■ The request
Your task is to give the data again, exactly, with every line intact.
───
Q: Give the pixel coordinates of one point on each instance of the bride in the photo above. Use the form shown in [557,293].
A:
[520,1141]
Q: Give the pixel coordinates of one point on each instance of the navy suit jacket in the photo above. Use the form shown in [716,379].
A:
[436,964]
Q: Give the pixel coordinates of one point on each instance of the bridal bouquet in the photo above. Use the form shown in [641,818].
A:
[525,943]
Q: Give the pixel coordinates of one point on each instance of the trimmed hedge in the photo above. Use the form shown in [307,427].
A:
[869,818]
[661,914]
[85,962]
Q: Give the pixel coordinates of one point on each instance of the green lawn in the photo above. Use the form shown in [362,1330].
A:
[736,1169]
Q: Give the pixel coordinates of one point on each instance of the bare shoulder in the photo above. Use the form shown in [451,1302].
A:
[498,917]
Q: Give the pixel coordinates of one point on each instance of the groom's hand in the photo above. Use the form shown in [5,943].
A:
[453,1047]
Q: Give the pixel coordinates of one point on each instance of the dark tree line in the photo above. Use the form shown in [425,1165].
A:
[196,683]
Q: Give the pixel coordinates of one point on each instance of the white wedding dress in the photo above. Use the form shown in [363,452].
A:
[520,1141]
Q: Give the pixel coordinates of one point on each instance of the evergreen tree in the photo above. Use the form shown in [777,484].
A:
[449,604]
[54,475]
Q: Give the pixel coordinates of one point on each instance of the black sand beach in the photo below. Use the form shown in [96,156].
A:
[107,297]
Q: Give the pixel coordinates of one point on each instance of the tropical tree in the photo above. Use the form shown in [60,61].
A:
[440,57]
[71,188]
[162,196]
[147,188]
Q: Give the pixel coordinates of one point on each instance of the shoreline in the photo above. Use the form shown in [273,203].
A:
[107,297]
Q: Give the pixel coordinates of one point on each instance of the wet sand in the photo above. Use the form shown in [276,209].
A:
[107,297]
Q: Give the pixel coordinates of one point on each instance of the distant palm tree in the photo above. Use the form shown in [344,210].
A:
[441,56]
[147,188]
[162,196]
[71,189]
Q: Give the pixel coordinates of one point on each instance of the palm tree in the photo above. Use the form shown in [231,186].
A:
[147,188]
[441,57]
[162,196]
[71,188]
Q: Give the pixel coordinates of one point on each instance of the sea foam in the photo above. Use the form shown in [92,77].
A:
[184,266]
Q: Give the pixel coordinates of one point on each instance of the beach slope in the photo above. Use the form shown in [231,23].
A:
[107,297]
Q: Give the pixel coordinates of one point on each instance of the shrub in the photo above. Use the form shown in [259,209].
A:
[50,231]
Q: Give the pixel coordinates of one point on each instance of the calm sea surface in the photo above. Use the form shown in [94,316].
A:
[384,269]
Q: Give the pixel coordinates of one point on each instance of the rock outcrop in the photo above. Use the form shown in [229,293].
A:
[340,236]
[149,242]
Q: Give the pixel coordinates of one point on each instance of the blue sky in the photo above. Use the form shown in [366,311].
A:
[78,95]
───
■ Task result
Q: Give the pixel coordinates of one point on each instance of the bride in the photo above. Use the form shown in [557,293].
A:
[520,1141]
Q: Give the pixel coordinates of one point on each instance of the navy suit jacket in the photo above. Use the form shown in [716,379].
A:
[436,964]
Q: Give the pixel coordinates of one point on each instance of the bridal bouquet in the photo above. Use the form shown in [641,818].
A:
[525,943]
Q: Give the pixel coordinates of one point on each instance of the trimmed hedge in the photo above. Use the form shown in [307,427].
A:
[869,818]
[661,914]
[85,962]
Q: Give the pixel coordinates of one point on each instance of the green lawn in the photo above. Use the form shown in [362,1330].
A:
[736,1169]
Q: Give the pixel coordinates of one point on each instance of the bare shoulder in the photo above. Use the form shown in [451,1302].
A:
[498,917]
Q: Give the pixel coordinates of one point on each instance of the groom's hand in the photo above. Use the form shown in [5,943].
A:
[453,1047]
Q: Give the pixel coordinates of one point on each instance of the dark tree line in the photo above. Use the form shown in [425,1165].
A:
[196,683]
Q: Give the pixel coordinates of one point on each instance of the white wedding dress in the photo above. Use the form shown in [363,452].
A:
[520,1141]
Q: Give the pixel coordinates of one point on each instance of the evergreen tree in the photo above. Use the form shown in [777,484].
A:
[449,604]
[54,475]
Q: Give the pixel coordinates of one point on each instance of the black sand beach in the photo below. Use the form shown in [96,156].
A:
[107,297]
Q: Give the pixel coordinates of one point on each instance of the tropical tree in the photo above. Use the form shown in [60,61].
A:
[440,57]
[71,188]
[162,196]
[147,188]
Q: Give the pixel coordinates of one point on each instance of the shoreline in the photo above. Use the form shown in [273,203].
A:
[107,297]
Q: Give the pixel coordinates of one point on each instance of the wet sand in the photo above. Use the form shown in [276,209].
A:
[107,297]
Q: Give the pixel coordinates of one point on each instance of the distant palm tree in the photo above. Use the form shown in [344,210].
A:
[441,56]
[147,188]
[162,196]
[71,189]
Q: Give the pixel coordinates of one point on each instance of the palm tree in the photo above. Use the form shown in [231,186].
A:
[147,188]
[441,57]
[162,196]
[71,188]
Q: Give the pixel coordinates of one point on each instance of the sea foam in the photo above. Use the form shown in [92,77].
A:
[184,266]
Q: Give the pixel coordinates of one point on each instance of the beach slope in the photo above. Use the form shown in [231,23].
A:
[107,297]
Q: Give the pixel coordinates of one point on each instance of the shrub in the photo above. Use the form shown in [259,209].
A:
[50,231]
Q: Give the pixel coordinates of one point on each instance of the calm sea surface in the photo above. Use the form shown in [94,316].
A:
[384,269]
Q: Give the pixel coordinates of one point on each instance of the rock outcrop in the photo above. Use the form shown in [229,293].
A:
[340,236]
[149,242]
Q: Give the pixel coordinates of one point on each instance of the blue sky in the photo above. Use the form shown in [366,311].
A:
[78,95]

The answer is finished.